— Given records —
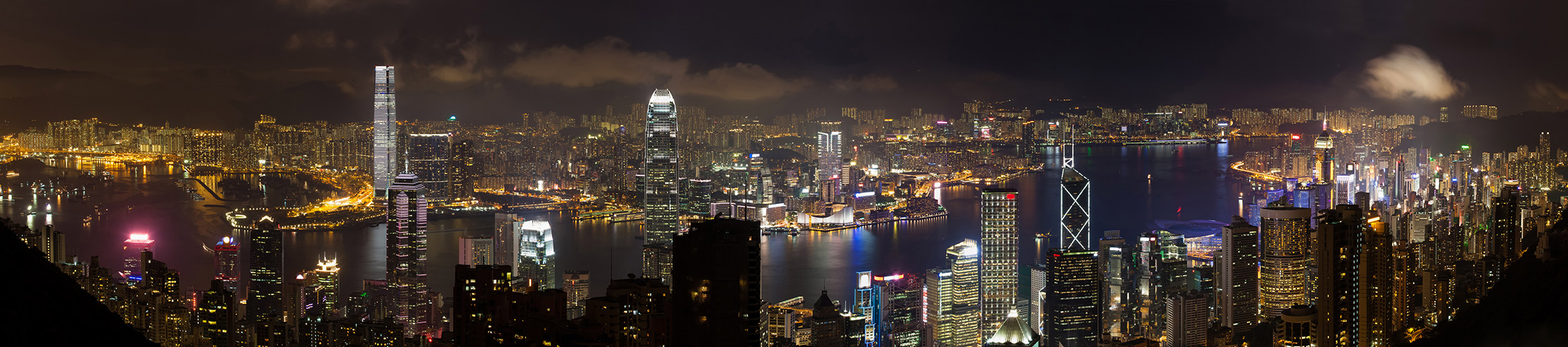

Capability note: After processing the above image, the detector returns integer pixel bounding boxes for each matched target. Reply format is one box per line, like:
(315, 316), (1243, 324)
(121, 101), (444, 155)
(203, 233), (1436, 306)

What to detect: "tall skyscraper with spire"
(925, 239), (980, 346)
(385, 173), (439, 336)
(980, 188), (1018, 336)
(245, 215), (284, 346)
(643, 90), (681, 282)
(1057, 143), (1095, 250)
(1214, 217), (1257, 333)
(370, 66), (400, 196)
(211, 235), (240, 292)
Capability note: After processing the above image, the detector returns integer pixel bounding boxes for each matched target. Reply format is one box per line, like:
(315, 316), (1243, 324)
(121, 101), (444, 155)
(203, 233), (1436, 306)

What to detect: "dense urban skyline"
(0, 0), (1568, 347)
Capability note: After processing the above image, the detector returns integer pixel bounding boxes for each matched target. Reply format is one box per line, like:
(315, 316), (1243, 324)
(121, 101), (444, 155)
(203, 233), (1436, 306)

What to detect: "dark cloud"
(1361, 44), (1465, 101)
(0, 0), (1568, 121)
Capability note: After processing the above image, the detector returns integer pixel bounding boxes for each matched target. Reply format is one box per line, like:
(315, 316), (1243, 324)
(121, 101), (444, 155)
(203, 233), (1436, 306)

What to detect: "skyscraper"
(1312, 129), (1344, 184)
(513, 220), (561, 289)
(1314, 204), (1366, 347)
(458, 235), (496, 265)
(406, 133), (451, 201)
(670, 218), (762, 346)
(491, 214), (524, 280)
(850, 271), (880, 346)
(211, 235), (240, 292)
(245, 215), (284, 346)
(643, 90), (681, 282)
(121, 234), (154, 281)
(385, 173), (437, 337)
(1160, 291), (1209, 347)
(980, 188), (1018, 336)
(1041, 248), (1106, 347)
(872, 273), (927, 347)
(194, 279), (240, 347)
(1214, 217), (1257, 335)
(1257, 205), (1312, 319)
(313, 255), (342, 314)
(1488, 179), (1521, 265)
(1057, 144), (1095, 250)
(370, 66), (400, 196)
(925, 240), (980, 346)
(817, 119), (844, 195)
(561, 270), (593, 319)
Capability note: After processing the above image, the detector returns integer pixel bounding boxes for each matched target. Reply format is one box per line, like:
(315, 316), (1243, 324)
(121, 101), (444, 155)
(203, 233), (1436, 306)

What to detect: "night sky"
(0, 0), (1568, 129)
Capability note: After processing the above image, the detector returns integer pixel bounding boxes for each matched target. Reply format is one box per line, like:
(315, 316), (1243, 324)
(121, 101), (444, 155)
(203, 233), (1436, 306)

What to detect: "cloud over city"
(503, 37), (810, 101)
(1361, 44), (1465, 101)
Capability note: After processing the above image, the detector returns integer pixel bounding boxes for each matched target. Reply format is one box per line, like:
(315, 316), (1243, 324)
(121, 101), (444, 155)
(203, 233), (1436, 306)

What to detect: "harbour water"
(0, 139), (1276, 301)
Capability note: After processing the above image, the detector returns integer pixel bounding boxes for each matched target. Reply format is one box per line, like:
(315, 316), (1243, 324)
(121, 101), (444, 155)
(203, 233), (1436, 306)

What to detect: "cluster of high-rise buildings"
(6, 60), (1568, 347)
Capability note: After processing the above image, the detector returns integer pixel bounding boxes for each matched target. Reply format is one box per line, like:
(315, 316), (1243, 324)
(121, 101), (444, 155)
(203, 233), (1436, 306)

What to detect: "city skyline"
(9, 0), (1568, 347)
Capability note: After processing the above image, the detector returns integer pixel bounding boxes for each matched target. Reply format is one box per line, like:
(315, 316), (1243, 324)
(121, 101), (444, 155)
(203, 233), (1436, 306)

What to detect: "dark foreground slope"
(0, 220), (157, 346)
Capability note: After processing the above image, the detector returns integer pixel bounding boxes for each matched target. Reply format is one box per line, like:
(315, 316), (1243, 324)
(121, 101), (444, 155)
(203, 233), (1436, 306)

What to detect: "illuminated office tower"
(121, 234), (154, 281)
(1137, 231), (1192, 336)
(561, 270), (591, 319)
(643, 90), (681, 282)
(1041, 248), (1106, 347)
(385, 173), (439, 337)
(458, 235), (496, 265)
(1257, 205), (1312, 319)
(1214, 217), (1257, 335)
(1160, 291), (1209, 347)
(513, 220), (561, 289)
(980, 188), (1018, 336)
(1057, 144), (1095, 250)
(1314, 204), (1386, 347)
(982, 311), (1043, 347)
(194, 280), (240, 347)
(1460, 105), (1497, 119)
(1273, 305), (1317, 347)
(405, 133), (451, 199)
(1097, 235), (1137, 336)
(315, 255), (342, 314)
(491, 214), (524, 280)
(1312, 128), (1334, 184)
(211, 235), (240, 292)
(872, 273), (927, 347)
(1018, 264), (1051, 330)
(370, 66), (401, 196)
(817, 119), (844, 195)
(925, 240), (980, 346)
(1490, 179), (1521, 265)
(850, 271), (881, 346)
(245, 215), (284, 346)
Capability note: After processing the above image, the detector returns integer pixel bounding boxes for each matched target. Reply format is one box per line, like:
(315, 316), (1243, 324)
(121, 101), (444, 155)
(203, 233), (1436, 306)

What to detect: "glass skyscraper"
(1257, 205), (1312, 319)
(1040, 248), (1106, 347)
(817, 121), (844, 195)
(643, 90), (681, 282)
(370, 66), (399, 196)
(980, 188), (1018, 336)
(925, 240), (980, 346)
(245, 215), (284, 346)
(211, 235), (240, 292)
(1057, 144), (1095, 250)
(385, 173), (439, 337)
(513, 220), (561, 289)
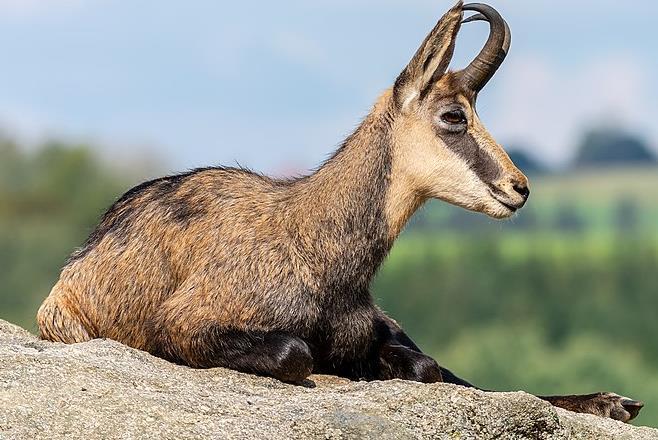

— Prompt —
Copy the lines from the start of the records through the line containing "(561, 270), (593, 319)", with both ends included, reproducing each one word for word. Leave the pictures out of your copy.

— Solution to this task —
Capability note: After processing the above image, the detector returns integer pixel bounding boxes for each matched target. Reply format is one box per line, like:
(315, 316), (1243, 324)
(121, 101), (444, 155)
(203, 233), (1436, 306)

What to detect: "tall skyscraper with spire"
(925, 239), (980, 346)
(385, 173), (439, 336)
(980, 188), (1018, 336)
(245, 215), (284, 346)
(643, 90), (681, 282)
(1057, 143), (1095, 250)
(1214, 217), (1257, 333)
(370, 66), (400, 196)
(211, 235), (240, 292)
Capability note: After processing the above image, the detector returns integer pixel bounding boxes for each matched target. Reply format is one box per line, like:
(315, 316), (1243, 324)
(121, 101), (444, 155)
(203, 233), (1436, 306)

What to detect: "dense urban skyline"
(0, 0), (1568, 347)
Capability note: After processing the above image, the detector returns integer pixel bounding boxes for each matched target. Reply format is one box per line, like:
(315, 316), (1243, 324)
(121, 101), (444, 155)
(203, 233), (1436, 306)

What to detect: "dark cloud"
(1361, 44), (1465, 101)
(0, 0), (1568, 121)
Capability note: After processing the above image, the detector returns integer pixel bounding boxes for each matched target. Reply format is one box per line, like:
(315, 316), (1243, 324)
(121, 101), (444, 155)
(203, 233), (1436, 306)

What to detect: "skyscraper"
(1312, 129), (1344, 184)
(513, 220), (561, 289)
(1314, 204), (1366, 347)
(458, 235), (496, 265)
(406, 133), (451, 201)
(670, 218), (762, 346)
(491, 214), (524, 280)
(850, 271), (880, 346)
(211, 235), (240, 292)
(245, 215), (284, 346)
(643, 90), (681, 282)
(121, 234), (154, 281)
(385, 173), (437, 337)
(1160, 291), (1209, 347)
(980, 188), (1018, 336)
(1041, 248), (1106, 347)
(872, 273), (927, 347)
(194, 279), (240, 347)
(1214, 217), (1257, 335)
(1257, 205), (1312, 319)
(313, 255), (342, 314)
(1488, 179), (1521, 265)
(1057, 144), (1095, 250)
(370, 66), (400, 196)
(925, 240), (980, 346)
(817, 119), (844, 195)
(561, 270), (593, 319)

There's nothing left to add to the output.